> **EXERCISE GOAL**: Print every line of the entries below verbatim, and leave the pictures out.

Entries for pointing at named objects
------------------------------------------------------------------------
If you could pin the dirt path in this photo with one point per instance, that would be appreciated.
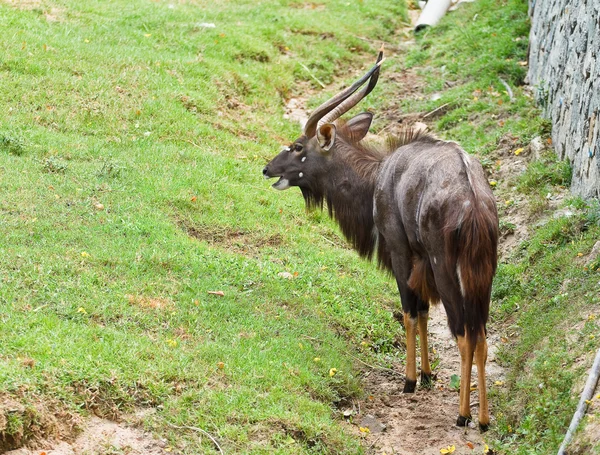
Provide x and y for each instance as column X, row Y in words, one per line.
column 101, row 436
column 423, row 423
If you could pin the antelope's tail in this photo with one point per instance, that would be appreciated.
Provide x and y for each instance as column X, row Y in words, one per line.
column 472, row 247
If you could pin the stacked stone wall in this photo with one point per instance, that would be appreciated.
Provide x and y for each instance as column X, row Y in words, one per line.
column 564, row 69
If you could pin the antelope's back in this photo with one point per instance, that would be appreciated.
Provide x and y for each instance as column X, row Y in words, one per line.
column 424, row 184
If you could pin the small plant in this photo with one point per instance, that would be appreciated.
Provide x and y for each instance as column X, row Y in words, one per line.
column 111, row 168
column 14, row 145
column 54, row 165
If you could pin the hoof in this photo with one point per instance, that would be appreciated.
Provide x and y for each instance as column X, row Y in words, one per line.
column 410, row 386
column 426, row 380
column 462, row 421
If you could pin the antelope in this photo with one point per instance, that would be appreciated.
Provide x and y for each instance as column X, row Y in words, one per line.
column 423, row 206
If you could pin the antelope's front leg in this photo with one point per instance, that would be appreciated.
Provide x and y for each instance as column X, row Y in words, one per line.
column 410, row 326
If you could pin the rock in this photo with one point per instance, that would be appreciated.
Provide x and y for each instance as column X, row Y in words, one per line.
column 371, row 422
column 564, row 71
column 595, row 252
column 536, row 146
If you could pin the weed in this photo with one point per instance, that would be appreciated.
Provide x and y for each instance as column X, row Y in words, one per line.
------------------------------------------------------------------------
> **ANSWER BELOW**:
If you could pin the dirt path in this photo with one point per instance, that would be appreciated.
Provide x and y for each instance as column X, row Y in words, one per line.
column 101, row 436
column 423, row 423
If you could pin the antelope's tail in this photo with one point per instance, that would be appreciated.
Provide x and y for each instance as column X, row Y in words, one per line.
column 472, row 247
If you could pin the stacked stone wall in this photo with one point per instance, that would be appreciated.
Provide x and y for each instance as column X, row Y in words, one per line.
column 564, row 69
If you could pin the antelope's back in this photo with one point per instance, that would be appreciated.
Provide x and y for each instance as column X, row Y in words, one per line.
column 424, row 184
If you could pin the small plant in this photo with one point per instance, that would be appreciated.
Provide x and y for each instance as column X, row Y in words, one per line.
column 111, row 168
column 14, row 145
column 54, row 165
If you could pin the hoof in this photo with one point per instance, that would be appreciated.
Provide x and y for each instance as column X, row Y in words, one per line.
column 410, row 386
column 426, row 380
column 462, row 421
If you could pin the antelope in this photo with one point per instance, that would be appreciated.
Provide x and y for each instance as column X, row Y in words, one per line.
column 423, row 206
If you could pin the antelope's front leg in this photo with one point per instance, that would be appreciated.
Provide x and y for each instance as column X, row Y in words, one per line.
column 410, row 326
If you could pin the rock in this photo with one point per instance, that would be appreciated.
Provide x and y for each instance as column X, row Y in words, one per line.
column 371, row 422
column 564, row 71
column 595, row 252
column 536, row 146
If you could pin the weed in this photo with one point per instance, that would be appreciated.
Provide x and y for each instance as column X, row Y in words, one per line.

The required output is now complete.